— Given passage —
-.-.-
One aspect of Taylor’s reasoning highlights a notable difference between this case and Rodriguez. Section 7 of the Canadian Charter of Rights and Freedoms protects the right to “life, liberty and security of the person.” Rodriguez argued that the law prohibiting assisted suicide impaired both liberty (since a physician providing such help risked criminal prosecution) and security of the person (since she would be forced to endure unnecessary suffering until dying of her illness). Taylor added the further, seemingly paradoxical, argument that prohibition violated her right to life.
On the face of it, the claim seems preposterous. Given that the purpose of the law is to protect the lives of the vulnerable, how could it violate anyone’s right to life? The argument goes as follows: Taylor had a progressive neurodegenerative condition and wished to control the manner and time of her death, instead of letting her illness dictate her fate. She knew that, as her motor functions deteriorated, she would eventually be unable to bring about her own death. At that point, however, she might not be ready to die, judging that her life was still worth living. Allowing her to request assistance from a physician would therefore empower her to live beyond that point of personal incapacity, while still retaining control over her own death. Denying her that option would, conversely, force her to end her life while she still had the physical ability to do so. The law would deprive her of weeks or months in which she could still enjoy a life worth living; therefore, it violated her right to life.
Legal prohibition of physician-assisted dying may also shorten life in another way. Although most people who request medical aid in dying have end-stage cancer, their reasons for seeking assistance often are not what you might imagine. Now that we have highly effective analgesics, intractable pain is not generally the issue. Instead, many individuals cite loss of control as their concern. Being able to request a medically assisted death restores their sense of autonomy. Yet many people whose request is granted do not act on it, dying instead of their illness. Sometimes that’s because the end comes sooner than expected, but there may be another explanation. Having control may enable people to prolong their lives by providing them with peace of mind in the face of their condition. If so, a law denying them this power unnecessarily shortens their lives.
-.-.-
— Work instructions —
1 > Name each interest that, according to the passage on physician-assisted dying, Section 7 of the Canadian Charter of Rights and Freedoms protects.
2 > From the passage on physician-assisted dying, extract the words verbatim, beginning at "Legal prohibition of" and stopping after "shortens their lives.".

— Entries provided —
-.-.-
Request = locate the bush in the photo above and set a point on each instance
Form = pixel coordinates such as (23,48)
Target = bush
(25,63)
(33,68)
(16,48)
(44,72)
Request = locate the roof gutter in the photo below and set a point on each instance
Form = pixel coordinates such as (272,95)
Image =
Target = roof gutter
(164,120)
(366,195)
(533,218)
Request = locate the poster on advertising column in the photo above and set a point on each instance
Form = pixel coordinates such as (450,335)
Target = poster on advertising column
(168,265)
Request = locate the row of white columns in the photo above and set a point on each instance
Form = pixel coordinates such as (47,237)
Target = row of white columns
-.-.-
— Exercise answers —
1 >
Life
Liberty
Security of the person

2 >
Legal prohibition of physician-assisted dying may also shorten life in another way. Although most people who request medical aid in dying have end-stage cancer, their reasons for seeking assistance often are not what you might imagine. Now that we have highly effective analgesics, intractable pain is not generally the issue. Instead, many individuals cite loss of control as their concern. Being able to request a medically assisted death restores their sense of autonomy. Yet many people whose request is granted do not act on it, dying instead of their illness. Sometimes that’s because the end comes sooner than expected, but there may be another explanation. Having control may enable people to prolong their lives by providing them with peace of mind in the face of their condition. If so, a law denying them this power unnecessarily shortens their lives.